*Input for this task:*
* Start *

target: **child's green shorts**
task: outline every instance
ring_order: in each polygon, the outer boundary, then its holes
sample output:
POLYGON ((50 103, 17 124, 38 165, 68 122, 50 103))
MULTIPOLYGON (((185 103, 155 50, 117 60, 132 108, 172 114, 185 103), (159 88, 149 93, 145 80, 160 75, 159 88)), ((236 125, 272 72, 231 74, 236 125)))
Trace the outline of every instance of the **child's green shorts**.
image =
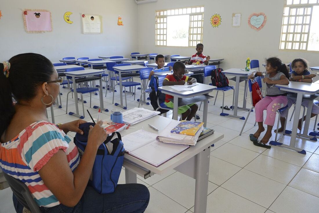
MULTIPOLYGON (((169 102, 164 102, 165 105, 167 106, 167 107, 169 107, 170 108, 174 108, 174 103, 173 103, 171 101, 170 101, 169 102)), ((185 105, 185 106, 183 106, 181 107, 178 107, 178 114, 182 114, 186 111, 188 110, 188 109, 190 109, 190 107, 189 107, 191 106, 194 105, 195 103, 191 103, 190 104, 188 104, 188 105, 185 105)))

* End *

*Prompt:* Reproduce the entries above, switching "green" to "blue" wherever it occurs and leaving everything else unchanged. Omit the pictures from your reproduction.

*Output:*
target: **child's blue shorts**
task: outline every instance
ring_order: in each polygon, the outer boundary, then its holes
sample output:
POLYGON ((50 103, 17 124, 38 165, 68 122, 50 103))
MULTIPOLYGON (((185 103, 155 50, 117 60, 132 108, 172 114, 185 103), (159 88, 149 93, 145 80, 160 75, 159 88)), ((236 125, 272 72, 231 74, 236 125)))
Trace the outline of every instance of the **child's blue shorts**.
image =
MULTIPOLYGON (((169 102, 164 102, 165 105, 167 106, 167 107, 169 107, 170 108, 174 108, 174 103, 173 103, 171 101, 170 101, 169 102)), ((185 105, 185 106, 183 106, 181 107, 178 107, 178 114, 182 114, 186 111, 188 110, 188 109, 190 109, 190 107, 189 107, 191 106, 194 105, 195 103, 191 103, 190 104, 188 104, 188 105, 185 105)))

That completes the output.